▸ **Required task 1**: Tally the lines in the records that contain the string "below". Give only the number.

▸ **Excerpted passage**:
In Fred Wah’s introductory remarks and acknowledgements to Diamond Grill, he describes his book as a “biotext” (ix). He expands on this in the appended author’s note by writing that his use of the word biotext as a descriptor is a way to prevent his writing from “being hijacked by ready-made generic expectations such as the novel, autobiography, and life writing” (Wah 184). It is immediately clear that Wah is not interested in writing within the bounds of the organised realist mode; he resists the “predictable forms of narrative such as plot and character” by instead creating his own narrative form that blends the lines between prose and poetry, using individual anecdotes to convey an overarching story (185). As a result of this unique fusion, the biotext form embodies the sense of hybridity that is so integral to Wah’s identity. The combination of different genres that appear in the colonial tradition, such as autobiography and fiction, makes the biotext a hybrid genre—like Wah, whose mixed Chinese-Canadian ethnicity becomes its own hybrid category. Joanne Saul’s book Writing the Roaming Subject: The Biotext in Canadian Literature echoes this idea, claiming that “rather than presenting finished versions of a life, [biotexts] focus on the process involved in writing a life: the ruptures, gaps, and workings of memory” (17). The same idea applies to the recipes presented by Wah in Diamond Grill. Rather than presenting a static, “finished version” of how a dish should look, Wah provides flexible instructions that his readers can easily adapt to suit their needs. His use of the biotext form and recipe mode are thus both invested in creating a dynamic text, reflecting the hybrid nature of Wah’s mixed identity, which inherently opposes rigid colonial impositions on identity.

▸ **Supplied records**:

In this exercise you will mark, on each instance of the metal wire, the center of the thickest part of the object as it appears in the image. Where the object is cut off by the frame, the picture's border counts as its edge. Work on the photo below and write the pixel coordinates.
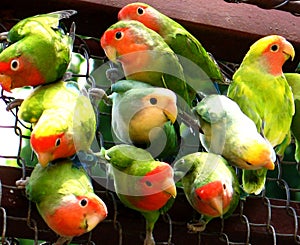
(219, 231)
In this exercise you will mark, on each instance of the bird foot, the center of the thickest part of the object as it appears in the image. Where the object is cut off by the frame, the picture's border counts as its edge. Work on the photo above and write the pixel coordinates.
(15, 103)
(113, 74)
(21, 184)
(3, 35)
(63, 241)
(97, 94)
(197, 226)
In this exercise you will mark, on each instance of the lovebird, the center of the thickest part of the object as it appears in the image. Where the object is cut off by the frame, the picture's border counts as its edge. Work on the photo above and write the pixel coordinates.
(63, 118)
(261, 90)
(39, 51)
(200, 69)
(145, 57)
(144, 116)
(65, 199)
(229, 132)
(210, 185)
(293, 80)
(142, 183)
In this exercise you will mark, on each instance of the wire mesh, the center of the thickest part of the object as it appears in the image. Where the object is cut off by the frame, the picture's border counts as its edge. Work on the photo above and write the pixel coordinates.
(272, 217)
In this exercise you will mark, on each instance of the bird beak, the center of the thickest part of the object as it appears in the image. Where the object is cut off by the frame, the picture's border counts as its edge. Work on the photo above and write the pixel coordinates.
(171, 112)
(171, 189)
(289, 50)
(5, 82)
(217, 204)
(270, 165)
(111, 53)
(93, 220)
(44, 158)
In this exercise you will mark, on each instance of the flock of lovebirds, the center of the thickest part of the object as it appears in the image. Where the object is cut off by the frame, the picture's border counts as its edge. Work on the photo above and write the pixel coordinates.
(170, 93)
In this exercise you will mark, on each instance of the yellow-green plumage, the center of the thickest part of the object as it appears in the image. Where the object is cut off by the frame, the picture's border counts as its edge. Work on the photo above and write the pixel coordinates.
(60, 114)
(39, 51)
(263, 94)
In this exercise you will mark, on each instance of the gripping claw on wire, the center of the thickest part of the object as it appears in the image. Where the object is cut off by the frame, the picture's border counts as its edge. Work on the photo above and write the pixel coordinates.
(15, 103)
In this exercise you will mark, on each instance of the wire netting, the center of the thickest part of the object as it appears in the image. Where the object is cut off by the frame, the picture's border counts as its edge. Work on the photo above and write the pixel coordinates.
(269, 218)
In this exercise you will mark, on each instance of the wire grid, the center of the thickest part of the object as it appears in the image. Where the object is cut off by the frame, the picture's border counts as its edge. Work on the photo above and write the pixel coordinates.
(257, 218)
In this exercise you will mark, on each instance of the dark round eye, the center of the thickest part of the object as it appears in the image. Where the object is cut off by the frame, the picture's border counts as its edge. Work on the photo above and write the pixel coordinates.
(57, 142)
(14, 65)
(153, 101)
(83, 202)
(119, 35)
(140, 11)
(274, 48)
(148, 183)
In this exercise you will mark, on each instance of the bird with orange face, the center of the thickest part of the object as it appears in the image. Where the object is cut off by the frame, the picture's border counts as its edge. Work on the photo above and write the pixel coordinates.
--
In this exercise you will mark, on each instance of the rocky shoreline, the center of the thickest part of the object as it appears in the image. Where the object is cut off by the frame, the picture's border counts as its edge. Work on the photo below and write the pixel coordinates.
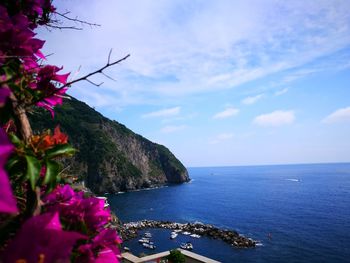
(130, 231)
--
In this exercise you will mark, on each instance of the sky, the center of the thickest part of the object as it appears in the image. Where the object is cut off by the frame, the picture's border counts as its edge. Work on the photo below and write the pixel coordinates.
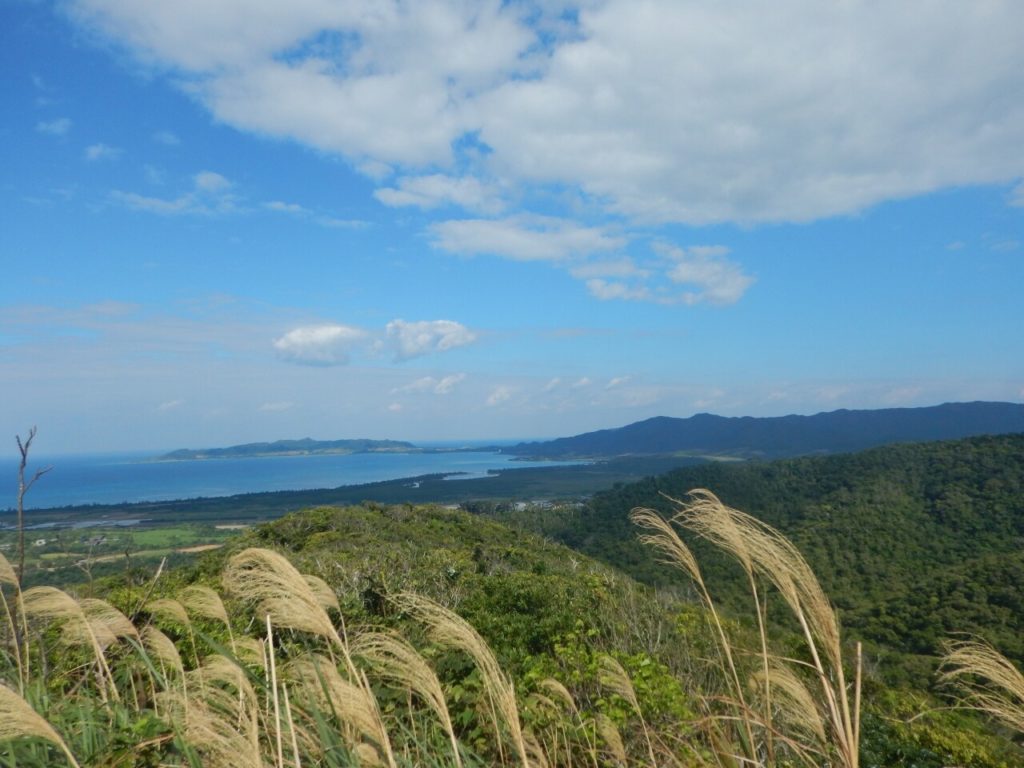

▸ **Required task 2**: Write out the full passage above about Fred Wah's Diamond Grill and the biotext form, word for word.

▸ **Answer 1**: 3

▸ **Answer 2**:
In Fred Wah’s introductory remarks and acknowledgements to Diamond Grill, he describes his book as a “biotext” (ix). He expands on this in the appended author’s note by writing that his use of the word biotext as a descriptor is a way to prevent his writing from “being hijacked by ready-made generic expectations such as the novel, autobiography, and life writing” (Wah 184). It is immediately clear that Wah is not interested in writing within the bounds of the organised realist mode; he resists the “predictable forms of narrative such as plot and character” by instead creating his own narrative form that blends the lines between prose and poetry, using individual anecdotes to convey an overarching story (185). As a result of this unique fusion, the biotext form embodies the sense of hybridity that is so integral to Wah’s identity. The combination of different genres that appear in the colonial tradition, such as autobiography and fiction, makes the biotext a hybrid genre—like Wah, whose mixed Chinese-Canadian ethnicity becomes its own hybrid category. Joanne Saul’s book Writing the Roaming Subject: The Biotext in Canadian Literature echoes this idea, claiming that “rather than presenting finished versions of a life, [biotexts] focus on the process involved in writing a life: the ruptures, gaps, and workings of memory” (17). The same idea applies to the recipes presented by Wah in Diamond Grill. Rather than presenting a static, “finished version” of how a dish should look, Wah provides flexible instructions that his readers can easily adapt to suit their needs. His use of the biotext form and recipe mode are thus both invested in creating a dynamic text, reflecting the hybrid nature of Wah’s mixed identity, which inherently opposes rigid colonial impositions on identity.